- _TASK INSTRUCTIONS_
Please copy every line of the records below unchanged, leaving out the pictures.

- _MATERIAL_
-- START --

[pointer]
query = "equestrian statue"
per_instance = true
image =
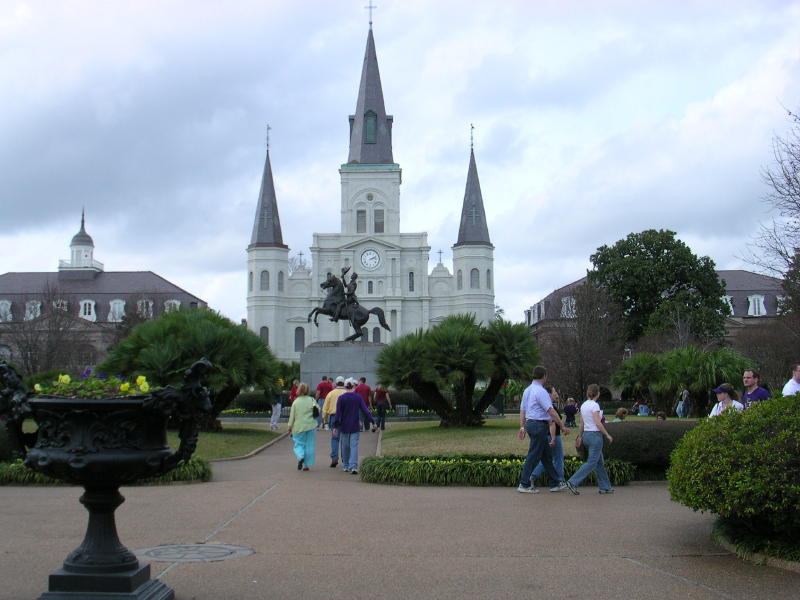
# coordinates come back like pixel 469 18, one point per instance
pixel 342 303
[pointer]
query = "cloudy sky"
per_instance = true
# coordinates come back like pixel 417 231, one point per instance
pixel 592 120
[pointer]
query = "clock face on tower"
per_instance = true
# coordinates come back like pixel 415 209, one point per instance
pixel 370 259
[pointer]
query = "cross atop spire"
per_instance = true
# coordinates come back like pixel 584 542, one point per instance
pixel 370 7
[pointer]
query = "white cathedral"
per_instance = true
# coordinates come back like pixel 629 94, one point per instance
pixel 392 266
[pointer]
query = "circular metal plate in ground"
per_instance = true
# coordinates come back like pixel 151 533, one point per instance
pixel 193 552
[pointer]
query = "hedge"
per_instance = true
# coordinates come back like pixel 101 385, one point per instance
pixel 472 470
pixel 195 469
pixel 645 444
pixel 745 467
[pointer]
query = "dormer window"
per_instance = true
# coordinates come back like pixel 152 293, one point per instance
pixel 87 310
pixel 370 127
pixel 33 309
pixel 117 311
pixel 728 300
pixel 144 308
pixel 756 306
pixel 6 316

-- END --

- _REPLY_
[pointer]
query = "equestrian statue"
per_instance = true
image =
# coordinates come back like pixel 469 18, one point per instance
pixel 342 303
[pointer]
query = "cloudy sky"
per_instance = true
# coordinates come back like pixel 417 231, one point per instance
pixel 592 120
[pointer]
query = "clock face on tower"
per_instance = true
# coordinates come back like pixel 415 209, one point per instance
pixel 370 259
[pointer]
query = "cross atop spire"
per_instance = true
# coordinates come back like pixel 584 542, one point per instance
pixel 370 7
[pointer]
query = "white cathedral"
per_instance = true
# coordinates come back like pixel 629 94, one point per instance
pixel 392 266
[pointer]
query = "circular metal plate in ground"
per_instance = true
# coordinates come back like pixel 151 533, one point per instance
pixel 193 552
[pointer]
query = "hedge"
per_instance = true
# coordinates come back like pixel 101 385, one point per instance
pixel 472 470
pixel 195 469
pixel 645 444
pixel 745 467
[pointer]
query = "dormer window"
per_instance = true
# coordinates come back like pixel 152 293, one point per instance
pixel 87 310
pixel 370 127
pixel 33 309
pixel 117 311
pixel 728 300
pixel 144 308
pixel 756 306
pixel 6 316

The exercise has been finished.